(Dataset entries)
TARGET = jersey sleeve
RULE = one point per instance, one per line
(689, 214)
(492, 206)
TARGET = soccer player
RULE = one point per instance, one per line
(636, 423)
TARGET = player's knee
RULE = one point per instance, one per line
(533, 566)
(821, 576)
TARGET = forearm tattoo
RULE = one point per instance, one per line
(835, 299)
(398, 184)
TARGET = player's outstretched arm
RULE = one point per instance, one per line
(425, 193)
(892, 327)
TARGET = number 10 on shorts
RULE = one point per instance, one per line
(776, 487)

* * *

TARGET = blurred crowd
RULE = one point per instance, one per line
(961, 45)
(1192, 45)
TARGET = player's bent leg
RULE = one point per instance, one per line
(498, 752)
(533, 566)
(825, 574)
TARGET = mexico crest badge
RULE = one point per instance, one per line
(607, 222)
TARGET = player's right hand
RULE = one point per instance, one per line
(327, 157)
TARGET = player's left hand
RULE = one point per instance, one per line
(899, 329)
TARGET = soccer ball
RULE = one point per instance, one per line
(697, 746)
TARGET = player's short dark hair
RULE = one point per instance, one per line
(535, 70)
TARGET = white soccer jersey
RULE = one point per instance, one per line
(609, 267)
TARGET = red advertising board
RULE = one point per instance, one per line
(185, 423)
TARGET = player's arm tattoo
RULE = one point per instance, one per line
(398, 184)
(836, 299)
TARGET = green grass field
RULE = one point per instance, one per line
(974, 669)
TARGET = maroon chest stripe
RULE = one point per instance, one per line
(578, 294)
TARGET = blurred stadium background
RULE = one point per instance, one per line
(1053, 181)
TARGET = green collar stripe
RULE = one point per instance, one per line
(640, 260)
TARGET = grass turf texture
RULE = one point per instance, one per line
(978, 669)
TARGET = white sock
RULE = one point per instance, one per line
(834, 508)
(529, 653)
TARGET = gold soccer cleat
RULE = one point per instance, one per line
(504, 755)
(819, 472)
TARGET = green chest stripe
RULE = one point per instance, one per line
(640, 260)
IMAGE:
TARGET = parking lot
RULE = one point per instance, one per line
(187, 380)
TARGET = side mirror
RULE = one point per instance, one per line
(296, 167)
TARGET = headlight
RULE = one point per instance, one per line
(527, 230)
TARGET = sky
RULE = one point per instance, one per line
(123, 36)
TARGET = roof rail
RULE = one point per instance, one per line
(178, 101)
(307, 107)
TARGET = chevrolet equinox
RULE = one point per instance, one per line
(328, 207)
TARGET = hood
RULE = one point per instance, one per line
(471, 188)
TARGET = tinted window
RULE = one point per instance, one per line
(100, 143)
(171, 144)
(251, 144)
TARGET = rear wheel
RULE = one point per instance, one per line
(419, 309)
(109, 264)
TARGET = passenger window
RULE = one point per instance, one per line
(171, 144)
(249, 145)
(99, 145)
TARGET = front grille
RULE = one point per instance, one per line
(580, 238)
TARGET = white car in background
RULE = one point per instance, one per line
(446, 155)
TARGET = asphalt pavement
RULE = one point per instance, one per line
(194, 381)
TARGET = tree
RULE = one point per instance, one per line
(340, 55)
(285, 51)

...

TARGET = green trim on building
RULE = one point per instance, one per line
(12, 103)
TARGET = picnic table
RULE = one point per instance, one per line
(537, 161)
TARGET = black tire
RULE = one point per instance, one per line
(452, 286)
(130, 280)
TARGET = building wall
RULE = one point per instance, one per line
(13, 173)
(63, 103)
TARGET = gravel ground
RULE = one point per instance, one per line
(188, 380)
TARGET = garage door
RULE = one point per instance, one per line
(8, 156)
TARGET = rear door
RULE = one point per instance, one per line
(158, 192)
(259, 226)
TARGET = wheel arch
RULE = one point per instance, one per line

**Activity**: Show me all lines in the records that contain "soccer".

**Exercise result**:
TARGET = soccer player
TARGET = soccer ball
TARGET = white soccer jersey
TARGET = gold soccer cleat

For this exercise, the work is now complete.